■ Aim of the exercise ■
Count the lines in the rows below that contain the string "roof". Reply with the number alone.

* start *

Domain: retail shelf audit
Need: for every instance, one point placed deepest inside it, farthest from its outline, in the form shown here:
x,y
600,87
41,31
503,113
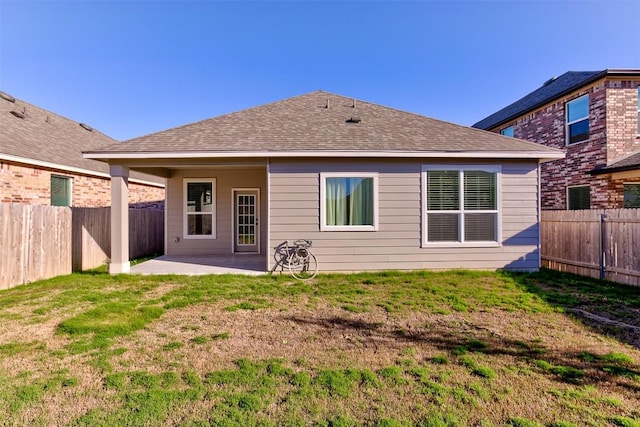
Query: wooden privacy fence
x,y
601,243
92,235
39,242
35,243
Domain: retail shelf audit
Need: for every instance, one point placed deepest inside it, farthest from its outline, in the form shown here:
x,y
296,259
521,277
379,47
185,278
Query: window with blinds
x,y
578,120
461,205
631,195
60,190
578,198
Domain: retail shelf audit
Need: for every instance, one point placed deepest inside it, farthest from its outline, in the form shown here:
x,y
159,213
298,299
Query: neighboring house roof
x,y
627,163
321,124
33,135
553,88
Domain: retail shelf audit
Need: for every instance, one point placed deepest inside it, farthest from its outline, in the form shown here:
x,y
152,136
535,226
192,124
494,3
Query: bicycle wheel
x,y
303,268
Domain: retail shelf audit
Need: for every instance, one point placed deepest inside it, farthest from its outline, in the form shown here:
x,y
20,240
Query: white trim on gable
x,y
542,155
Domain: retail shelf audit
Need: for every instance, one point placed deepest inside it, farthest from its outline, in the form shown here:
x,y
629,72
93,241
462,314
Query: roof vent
x,y
7,97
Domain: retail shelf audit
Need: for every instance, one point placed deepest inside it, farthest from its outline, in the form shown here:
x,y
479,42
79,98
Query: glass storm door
x,y
246,221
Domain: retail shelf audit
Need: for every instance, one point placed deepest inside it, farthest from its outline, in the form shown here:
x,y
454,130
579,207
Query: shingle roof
x,y
550,90
318,122
31,132
630,162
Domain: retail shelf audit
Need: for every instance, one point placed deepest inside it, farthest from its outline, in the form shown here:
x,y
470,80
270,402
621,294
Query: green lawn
x,y
388,349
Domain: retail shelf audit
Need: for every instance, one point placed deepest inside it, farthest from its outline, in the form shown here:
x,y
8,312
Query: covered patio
x,y
253,265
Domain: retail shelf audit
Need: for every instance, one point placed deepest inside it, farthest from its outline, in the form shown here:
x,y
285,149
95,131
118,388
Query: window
x,y
632,195
60,190
199,209
349,202
461,204
507,131
578,120
578,198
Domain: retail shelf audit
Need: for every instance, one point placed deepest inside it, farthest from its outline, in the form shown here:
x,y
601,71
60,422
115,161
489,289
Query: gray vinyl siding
x,y
227,179
294,210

* end *

■ Final result ■
3